**Belge Alıntısı:**
Bana sarılıp “Hemen uyuyayım ki; çabuk sabah olsun, seninle beraber dondurma yiyelim!” diyor... Benimle birlikte olmanın ve dondurma yemenin heyecanı onun uykuya çabuk teslim olmasını sağlıyor...

Bu aralar bana olan aşkı yine dorukta... “Seni çok seviyorum!” demek, bana sarılmak için bin türlü bahane üretiyor. Akşamları bensiz uyumak istemediği için ananesinde bile kalmıyor...

Benden mutlusu yok!

Aradan zaman geçmiş... Yine uyku öncesi sohbetteyiz.
Öpüşüp, koklaşmalar arasında ertesi gün yine dondurma yemek istediğinden bahsediyor ama hafta içi ve ben çalışıyorum. Dondurmayı ananesiyle alması gerekecek... Üzgün ama dondurmanın onu heyecanlandırmaması mümkün değil. “Eğer hemen uyursan, sabah çabuk olur ve sen de ananenle gidip dondurma alırsın.” diyorum... Dönüp yüzüme bakıyor ve hüzünlü bir gülümseyiş yerleşiyor suratına: “Sana bunu öğretmemeliydim anne!”....

Şaşkınlıkla yüzüne bakıyorum, sonra beraber kahkahalarla gülmeye başlıyoruz... ve birbirimize sıkı sıkı sarılıp, beraber uykuya dalıyoruz...


Senin kahkalarınla benim kalp çarpıntım doğru orantılı...
Bunu biliyor musun?

29 Nisan 2013 Pazartesi

Facebook notları

Gecikme

Her sabah Tibet'i okula arkadaşıyla birlikte bırakıyoruz. Sabahları benim işe yetişmem gerektiği için Tibet alıştıktığından beri onlarla birlikte öğretmenini bekliyor, ben işe gidiyorum.

Bir sabah Gülay'ın işi olduğu için benim bırakmam gerekti doğal olarak. Kapıda beklerken ben;

- İnşallah öğretmenin gecikmez oğlum. O gecikirse ben de işime gecikirim.
- İnşallah gecikir anne. O ne kadar çok gecikirse ben de seninle o kadar çok kalmış olurum!
- !!!! :(((((




Hiç yakışıyor mu?! 

Geçenlerde bir akşam eşimin canı çekmiş , gidip etsiz çiğ köfte aldı. Mutfakta hazırlıyor.
Tibet'te başında onu seyrediyor.

Mustafa bir dürüm hazırladıktan ve ısırık aldıktan sonra, bizim ufaklık :

- Sana inanamıyorum baba!
- Neden oğlum, ne oldu?
- Gidip çiğ köfte alıyorsun, gelip hazırlıyor, yiyorsun ve oğlunla paylaşmıyorsun öyle mi?

**Amaç:** Belge alıntısındaki "Yine uyku öncesi sohbetteyiz." cümlesini İngilizceye çevirin.

**Bir tespit veri kümesinden alıntılar:**
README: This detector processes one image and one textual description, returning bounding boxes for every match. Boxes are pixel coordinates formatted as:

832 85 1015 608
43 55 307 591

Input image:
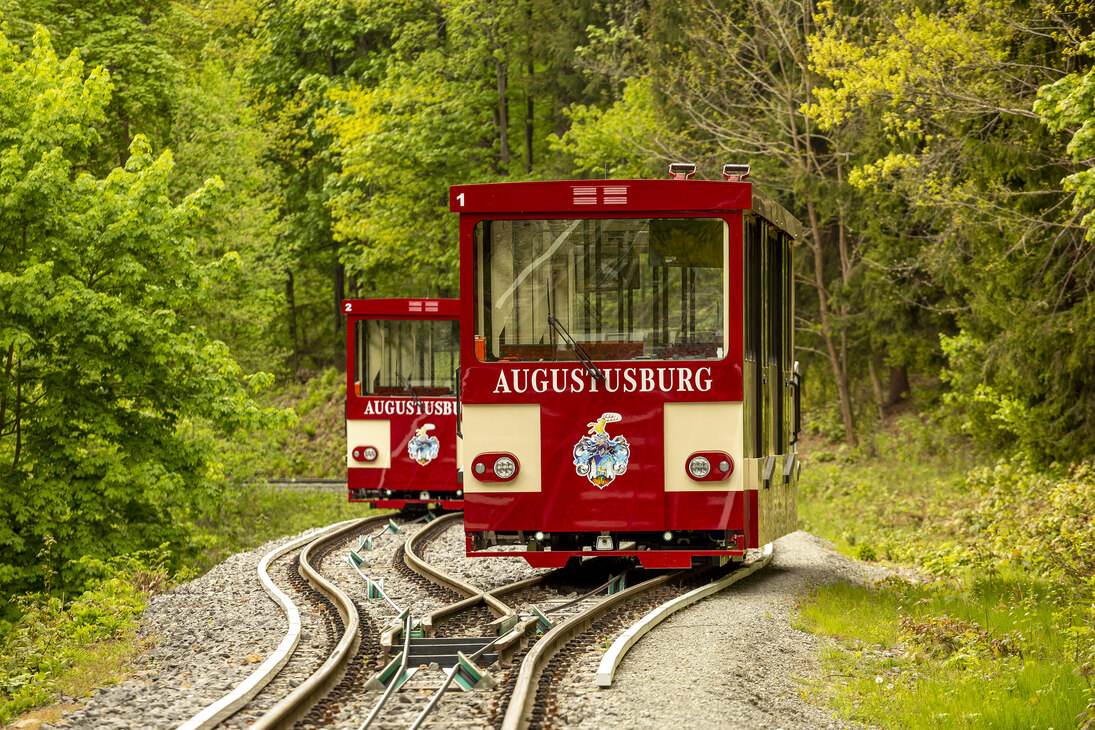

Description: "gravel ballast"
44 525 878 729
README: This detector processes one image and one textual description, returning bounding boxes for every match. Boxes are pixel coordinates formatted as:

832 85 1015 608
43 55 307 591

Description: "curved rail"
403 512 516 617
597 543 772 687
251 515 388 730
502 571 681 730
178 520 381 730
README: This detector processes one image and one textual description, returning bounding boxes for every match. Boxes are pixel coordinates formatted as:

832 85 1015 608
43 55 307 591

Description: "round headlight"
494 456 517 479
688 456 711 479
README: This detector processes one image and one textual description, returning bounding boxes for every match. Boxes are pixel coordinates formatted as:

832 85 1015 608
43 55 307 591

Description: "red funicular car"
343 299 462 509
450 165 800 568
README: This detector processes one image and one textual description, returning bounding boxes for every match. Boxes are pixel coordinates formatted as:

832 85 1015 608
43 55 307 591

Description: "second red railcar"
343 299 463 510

**Alıştırma Çıktısı:** We're having our bedtime chat again.